* [Faça isto]
Responda com base no texto sobre a nucleossíntese primordial, abaixo:
(a) Quem eram os colaboradores de George Gamow?
(b) Segundo a teoria padrão, onde seriam gerados os elementos mais pesados?
(c) De que depende a previsão teórica do modelo?

* [Trecho do documento]
──────────────────────────────
Na década de 1940 e início de 1950, George Gamow e seus colaboradores, Ralph Asher Alpher e Robert Herman, trabalhavam na descrição dos estágios iniciais do universo usando física nuclear de alta energia. O objetivo principal da pesquisa era achar uma explicação sobre a formação dos elementos químicos nos estágios iniciais do universo. Eles formularam a base teórica que descreve a nucleossíntese primordial do universo na teoria padrão da cosmologia. Posteriormente, vários outros físicos contribuíram com progressos e correções nessa descrição.

Em resumo, a teoria padrão descreve um universo primordial dominado pela radiação. Com o esfriamento provocado pela expansão do universo, teriam sido gerados os elementos mais leves, como H (hidrogênio), D (deutério, isótopo do H com um nêutron além do próton), He (Hélio) e Li (Lítio). Os elementos mais pesados só seriam gerados nos interiores das primeiras estrelas. 

A nucleossíntese da teoria do “Big Bang” consegue prever as abundâncias dos elementos leves no universo primordial. Em regiões do universo atual pobres em elementos pesados (como Carbono, Nitrogênio e Oxigênio), esperamos ter valores de abundâncias próximos aos que existiam no universo primordial. A previsão teórica do modelo, que depende do ajuste de um parâmetro na teoria, mantém um excelente acordo com as observações.
──────────────────────────────
* [Material]
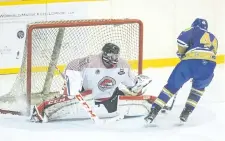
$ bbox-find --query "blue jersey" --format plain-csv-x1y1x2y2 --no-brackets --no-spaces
177,27,218,62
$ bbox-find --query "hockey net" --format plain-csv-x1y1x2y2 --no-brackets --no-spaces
0,19,155,117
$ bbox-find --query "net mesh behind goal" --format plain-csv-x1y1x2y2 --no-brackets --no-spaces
0,19,143,113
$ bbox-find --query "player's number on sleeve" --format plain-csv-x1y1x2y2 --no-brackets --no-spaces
200,32,212,47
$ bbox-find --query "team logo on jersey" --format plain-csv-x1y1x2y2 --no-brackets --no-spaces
98,76,116,92
95,69,100,74
118,68,125,75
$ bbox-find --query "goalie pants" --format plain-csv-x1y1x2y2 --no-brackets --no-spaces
152,59,216,111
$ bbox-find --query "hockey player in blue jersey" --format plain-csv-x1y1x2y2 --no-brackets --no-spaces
145,18,218,123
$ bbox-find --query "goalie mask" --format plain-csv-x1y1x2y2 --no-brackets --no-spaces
102,43,120,68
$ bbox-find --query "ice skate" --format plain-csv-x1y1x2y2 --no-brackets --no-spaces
144,106,161,124
180,107,192,122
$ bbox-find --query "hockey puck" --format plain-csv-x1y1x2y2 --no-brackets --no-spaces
161,109,166,113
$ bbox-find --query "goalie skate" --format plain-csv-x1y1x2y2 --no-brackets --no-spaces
30,105,48,122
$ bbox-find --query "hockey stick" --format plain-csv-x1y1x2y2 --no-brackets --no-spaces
161,94,177,113
55,65,124,125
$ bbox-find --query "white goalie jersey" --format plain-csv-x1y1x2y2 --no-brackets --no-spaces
65,54,137,102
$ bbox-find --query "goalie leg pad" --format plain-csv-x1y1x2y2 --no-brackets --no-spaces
95,88,124,113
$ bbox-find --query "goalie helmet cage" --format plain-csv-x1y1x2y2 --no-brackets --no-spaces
0,19,143,115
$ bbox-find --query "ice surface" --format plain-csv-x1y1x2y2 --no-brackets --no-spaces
0,65,225,141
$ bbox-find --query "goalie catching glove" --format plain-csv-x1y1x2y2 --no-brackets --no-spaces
118,74,152,96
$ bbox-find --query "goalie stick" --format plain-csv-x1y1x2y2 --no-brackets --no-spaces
52,65,125,125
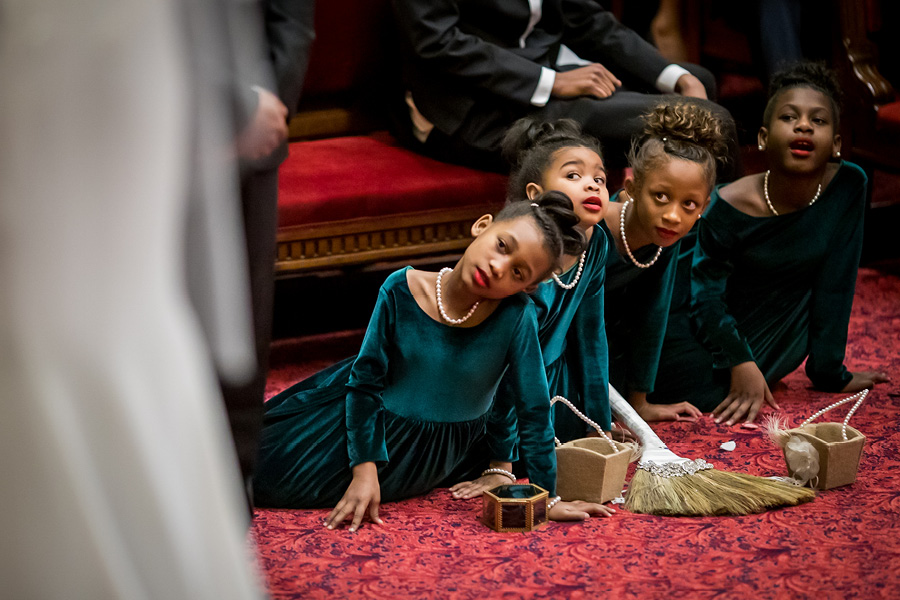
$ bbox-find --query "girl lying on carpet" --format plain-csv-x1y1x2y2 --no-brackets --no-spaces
451,103,726,498
652,63,887,425
254,193,608,531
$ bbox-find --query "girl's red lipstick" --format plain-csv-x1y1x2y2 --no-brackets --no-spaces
581,196,603,212
472,267,491,287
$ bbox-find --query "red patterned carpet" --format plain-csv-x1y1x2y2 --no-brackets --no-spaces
253,269,900,599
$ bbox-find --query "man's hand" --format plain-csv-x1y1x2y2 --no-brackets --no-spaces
325,462,383,533
713,360,779,426
550,63,624,98
675,73,708,100
236,88,288,160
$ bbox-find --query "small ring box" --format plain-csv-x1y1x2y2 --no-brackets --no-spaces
481,484,550,533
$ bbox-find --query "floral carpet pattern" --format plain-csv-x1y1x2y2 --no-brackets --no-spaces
253,269,900,599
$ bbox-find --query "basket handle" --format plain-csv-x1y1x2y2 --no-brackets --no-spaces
550,396,619,452
800,390,869,441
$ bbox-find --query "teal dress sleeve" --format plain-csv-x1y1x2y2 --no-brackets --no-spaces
345,287,396,467
806,165,867,392
625,241,681,394
486,373,519,462
504,302,556,496
566,251,612,431
691,211,754,369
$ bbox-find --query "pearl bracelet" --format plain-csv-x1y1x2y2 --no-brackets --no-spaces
481,468,516,483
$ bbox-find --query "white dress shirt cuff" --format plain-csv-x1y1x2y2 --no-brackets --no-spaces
531,67,556,106
656,65,691,94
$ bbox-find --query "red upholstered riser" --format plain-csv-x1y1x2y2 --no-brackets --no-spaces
278,132,506,229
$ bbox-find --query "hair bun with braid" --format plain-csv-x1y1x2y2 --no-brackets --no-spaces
503,117,603,202
643,101,728,158
494,191,587,263
533,191,586,255
501,117,584,169
628,100,728,189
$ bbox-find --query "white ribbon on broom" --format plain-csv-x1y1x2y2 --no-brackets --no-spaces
609,385,815,516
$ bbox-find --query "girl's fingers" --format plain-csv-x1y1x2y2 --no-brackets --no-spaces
369,502,384,525
325,500,350,529
350,502,366,533
450,481,472,492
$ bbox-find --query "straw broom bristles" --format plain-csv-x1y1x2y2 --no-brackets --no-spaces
625,469,816,517
609,386,815,517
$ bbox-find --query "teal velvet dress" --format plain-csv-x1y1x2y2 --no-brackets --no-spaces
532,226,611,442
651,162,866,411
253,267,556,508
601,192,681,404
492,225,610,446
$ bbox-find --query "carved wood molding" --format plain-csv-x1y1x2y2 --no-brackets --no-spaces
275,206,497,277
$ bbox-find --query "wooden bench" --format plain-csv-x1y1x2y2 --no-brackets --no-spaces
275,0,506,278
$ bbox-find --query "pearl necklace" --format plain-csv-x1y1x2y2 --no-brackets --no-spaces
434,267,481,325
763,171,822,217
552,250,587,290
619,198,662,269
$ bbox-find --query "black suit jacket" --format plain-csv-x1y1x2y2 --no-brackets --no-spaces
392,0,669,135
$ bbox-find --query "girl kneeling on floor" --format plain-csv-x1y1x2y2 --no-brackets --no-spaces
254,193,605,531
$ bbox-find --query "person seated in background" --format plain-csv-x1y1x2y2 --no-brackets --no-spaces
392,0,738,181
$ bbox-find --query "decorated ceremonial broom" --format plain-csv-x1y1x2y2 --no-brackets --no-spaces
609,386,815,517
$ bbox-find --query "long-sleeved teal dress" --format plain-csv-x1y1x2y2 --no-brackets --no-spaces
492,225,610,446
651,162,866,411
601,192,681,397
253,267,556,508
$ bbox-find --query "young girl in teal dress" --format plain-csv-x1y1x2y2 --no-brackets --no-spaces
652,63,886,425
254,194,604,531
452,103,725,497
601,102,727,421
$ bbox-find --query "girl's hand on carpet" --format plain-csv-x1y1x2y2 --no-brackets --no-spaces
547,500,616,521
325,462,384,533
585,423,638,443
450,474,512,499
713,360,779,426
841,371,891,394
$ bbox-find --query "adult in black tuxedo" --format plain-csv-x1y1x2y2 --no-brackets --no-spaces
392,0,737,175
222,0,314,510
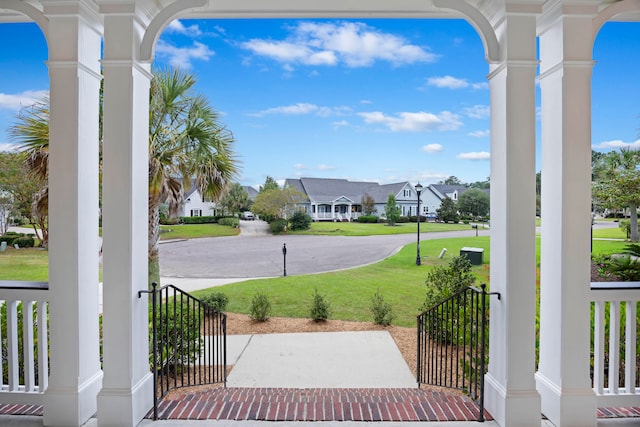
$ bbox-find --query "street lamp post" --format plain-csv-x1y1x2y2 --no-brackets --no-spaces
282,243,287,277
415,183,422,265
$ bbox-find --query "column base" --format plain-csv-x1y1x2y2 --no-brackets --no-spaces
43,371,102,427
536,372,598,427
484,374,542,427
98,372,155,427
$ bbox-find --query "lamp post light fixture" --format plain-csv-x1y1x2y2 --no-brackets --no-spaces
415,183,422,265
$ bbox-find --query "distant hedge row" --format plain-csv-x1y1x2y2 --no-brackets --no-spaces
0,231,36,248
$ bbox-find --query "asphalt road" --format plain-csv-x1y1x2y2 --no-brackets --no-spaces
160,221,489,278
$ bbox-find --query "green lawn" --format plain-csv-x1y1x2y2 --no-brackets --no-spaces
160,224,240,240
0,232,627,327
289,221,478,236
0,248,49,282
194,237,489,327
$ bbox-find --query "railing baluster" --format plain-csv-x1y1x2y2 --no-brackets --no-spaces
36,301,49,393
609,301,620,393
7,300,20,391
593,301,605,394
624,301,637,394
22,301,35,392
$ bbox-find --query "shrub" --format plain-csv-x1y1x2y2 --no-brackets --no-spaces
180,216,218,224
289,211,311,230
609,255,640,282
371,289,395,326
160,217,180,225
249,292,271,322
218,216,240,228
269,219,287,234
422,255,476,310
358,215,378,224
149,302,204,373
309,289,331,322
11,236,36,248
200,292,229,312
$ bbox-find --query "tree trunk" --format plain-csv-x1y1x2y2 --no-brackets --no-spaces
629,205,638,243
149,198,160,288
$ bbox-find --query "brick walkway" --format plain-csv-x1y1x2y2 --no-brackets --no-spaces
0,388,640,421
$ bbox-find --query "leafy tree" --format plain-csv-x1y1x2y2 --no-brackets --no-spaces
458,188,489,216
9,97,49,248
218,182,251,215
360,193,376,215
384,193,401,226
436,197,460,224
592,149,640,242
467,177,491,190
149,70,238,283
258,176,280,193
252,187,301,222
438,175,463,185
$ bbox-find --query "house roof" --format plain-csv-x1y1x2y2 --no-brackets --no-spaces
285,178,407,203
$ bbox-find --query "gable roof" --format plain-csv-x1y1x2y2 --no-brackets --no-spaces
285,178,407,203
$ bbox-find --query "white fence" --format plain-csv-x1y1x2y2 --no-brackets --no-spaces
591,282,640,407
0,281,49,405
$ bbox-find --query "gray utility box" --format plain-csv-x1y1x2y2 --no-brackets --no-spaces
460,247,484,265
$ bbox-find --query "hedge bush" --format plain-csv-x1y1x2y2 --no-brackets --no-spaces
200,291,229,313
289,211,312,230
11,236,36,248
180,216,219,224
358,215,379,224
269,219,288,234
218,216,240,228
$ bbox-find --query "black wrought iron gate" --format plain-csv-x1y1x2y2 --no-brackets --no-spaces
138,283,227,419
417,285,500,421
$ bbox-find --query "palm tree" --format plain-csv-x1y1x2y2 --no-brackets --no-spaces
149,70,238,283
9,96,49,248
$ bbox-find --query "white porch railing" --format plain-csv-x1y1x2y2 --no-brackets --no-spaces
0,281,49,405
591,282,640,407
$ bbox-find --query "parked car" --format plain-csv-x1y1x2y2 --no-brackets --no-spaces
240,211,256,221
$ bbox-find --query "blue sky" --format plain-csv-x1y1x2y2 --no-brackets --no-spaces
0,19,640,186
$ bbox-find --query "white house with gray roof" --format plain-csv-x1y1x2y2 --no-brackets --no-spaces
284,178,465,221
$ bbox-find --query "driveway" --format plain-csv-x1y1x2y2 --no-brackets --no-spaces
160,221,489,279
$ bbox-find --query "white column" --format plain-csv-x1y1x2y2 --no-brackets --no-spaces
485,10,540,427
536,8,596,427
98,5,154,427
43,2,102,427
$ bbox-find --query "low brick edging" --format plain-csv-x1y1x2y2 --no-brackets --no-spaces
149,388,489,421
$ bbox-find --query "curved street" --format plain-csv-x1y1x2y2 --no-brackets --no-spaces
160,221,489,279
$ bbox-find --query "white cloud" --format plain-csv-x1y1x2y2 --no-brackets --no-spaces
593,139,640,150
427,76,489,90
422,144,444,153
358,111,462,132
0,142,18,152
458,151,491,160
318,164,336,171
0,90,49,111
167,19,202,37
241,22,437,68
463,105,491,119
427,76,469,89
251,102,351,117
467,129,491,138
156,40,215,70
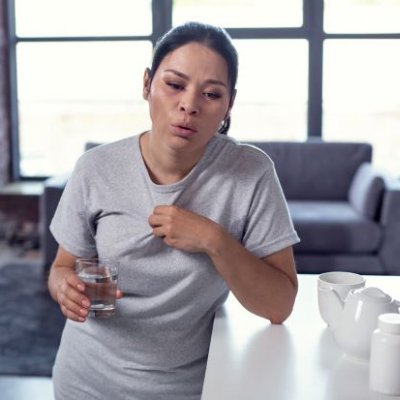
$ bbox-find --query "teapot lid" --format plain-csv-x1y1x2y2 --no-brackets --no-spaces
354,286,392,303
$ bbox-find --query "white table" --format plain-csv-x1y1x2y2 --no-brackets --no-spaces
201,275,400,400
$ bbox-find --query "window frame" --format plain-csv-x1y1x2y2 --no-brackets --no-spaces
5,0,400,180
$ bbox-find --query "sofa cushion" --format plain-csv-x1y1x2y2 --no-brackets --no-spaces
349,163,385,219
288,201,382,254
249,140,372,201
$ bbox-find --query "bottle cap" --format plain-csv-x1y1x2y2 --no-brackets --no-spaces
378,313,400,334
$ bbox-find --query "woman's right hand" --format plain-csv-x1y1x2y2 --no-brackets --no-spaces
55,267,90,322
48,246,90,322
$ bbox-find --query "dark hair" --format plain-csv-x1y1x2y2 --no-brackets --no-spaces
149,22,238,134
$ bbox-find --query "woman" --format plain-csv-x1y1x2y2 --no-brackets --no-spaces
49,23,298,400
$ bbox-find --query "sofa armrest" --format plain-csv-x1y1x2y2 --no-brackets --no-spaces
379,178,400,275
349,163,385,221
39,174,69,269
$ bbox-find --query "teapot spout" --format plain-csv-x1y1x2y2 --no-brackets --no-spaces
320,288,345,330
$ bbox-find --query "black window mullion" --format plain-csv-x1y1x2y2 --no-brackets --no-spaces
304,0,324,137
151,0,172,46
5,0,20,180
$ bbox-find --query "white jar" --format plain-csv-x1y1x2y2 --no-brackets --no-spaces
369,314,400,395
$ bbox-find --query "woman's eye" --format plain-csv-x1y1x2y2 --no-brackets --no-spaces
204,92,221,100
167,82,183,90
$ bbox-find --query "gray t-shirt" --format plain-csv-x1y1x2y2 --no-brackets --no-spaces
51,135,299,400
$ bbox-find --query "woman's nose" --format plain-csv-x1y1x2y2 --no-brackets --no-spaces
179,92,200,115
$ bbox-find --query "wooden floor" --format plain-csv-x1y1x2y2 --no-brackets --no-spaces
0,241,54,400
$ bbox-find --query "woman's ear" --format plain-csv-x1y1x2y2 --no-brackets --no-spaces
229,89,237,111
143,68,151,100
224,89,236,121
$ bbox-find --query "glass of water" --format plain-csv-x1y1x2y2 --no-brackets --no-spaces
76,258,119,317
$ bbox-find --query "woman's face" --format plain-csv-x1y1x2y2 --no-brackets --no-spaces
143,42,230,151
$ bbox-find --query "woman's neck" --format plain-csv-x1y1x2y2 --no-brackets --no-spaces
139,132,200,185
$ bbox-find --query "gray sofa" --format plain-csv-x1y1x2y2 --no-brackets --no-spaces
40,141,400,275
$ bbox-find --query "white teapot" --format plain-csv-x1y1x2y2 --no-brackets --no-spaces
324,287,400,360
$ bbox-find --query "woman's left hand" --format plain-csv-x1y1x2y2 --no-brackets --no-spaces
149,205,220,252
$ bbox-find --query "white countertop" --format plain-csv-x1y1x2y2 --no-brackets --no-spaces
201,275,400,400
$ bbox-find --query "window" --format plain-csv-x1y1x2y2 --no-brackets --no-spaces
7,0,400,178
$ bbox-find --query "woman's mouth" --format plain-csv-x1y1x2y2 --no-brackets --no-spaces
171,124,197,137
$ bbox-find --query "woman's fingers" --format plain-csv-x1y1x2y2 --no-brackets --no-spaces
57,273,90,322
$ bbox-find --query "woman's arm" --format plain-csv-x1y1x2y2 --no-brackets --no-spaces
149,206,297,324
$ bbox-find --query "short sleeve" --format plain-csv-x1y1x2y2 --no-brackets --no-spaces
50,161,97,257
243,165,300,258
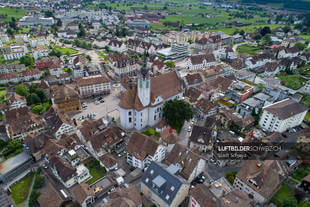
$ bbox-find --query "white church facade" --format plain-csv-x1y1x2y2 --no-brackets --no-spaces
118,66,183,130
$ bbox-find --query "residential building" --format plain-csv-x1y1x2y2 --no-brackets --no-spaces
109,39,127,53
165,143,207,183
118,66,183,130
108,54,140,78
49,156,77,188
43,106,76,140
234,160,287,204
73,184,95,207
18,16,55,26
126,132,166,169
32,46,49,60
76,75,111,98
141,162,189,207
259,99,308,133
102,184,143,207
3,107,45,139
157,43,189,60
186,54,216,70
0,63,26,74
52,86,82,112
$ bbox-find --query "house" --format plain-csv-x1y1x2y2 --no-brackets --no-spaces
73,183,95,207
102,184,143,207
186,54,216,70
24,132,54,161
299,174,310,194
77,124,125,159
259,99,308,133
216,108,254,131
29,37,46,48
49,156,77,188
99,153,118,171
43,106,76,140
188,184,220,207
184,73,203,88
108,39,127,53
72,55,89,78
126,132,166,169
157,42,189,60
21,69,42,81
76,75,111,98
3,107,45,139
108,54,140,78
0,63,26,74
233,160,286,204
38,184,71,207
225,81,254,102
52,86,82,112
118,66,183,130
7,93,27,110
141,162,189,207
0,72,20,84
189,125,214,152
245,53,273,69
32,45,49,60
165,143,206,183
194,98,218,119
35,56,62,76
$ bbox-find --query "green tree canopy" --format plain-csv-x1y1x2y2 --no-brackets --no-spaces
163,100,194,127
15,84,29,97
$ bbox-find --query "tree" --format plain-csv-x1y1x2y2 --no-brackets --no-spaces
──────────────────────────────
* [Resultado]
(a) Ralph Asher Alpher e Robert Herman.
(b) Nos interiores das primeiras estrelas.
(c) Do ajuste de um parâmetro na teoria.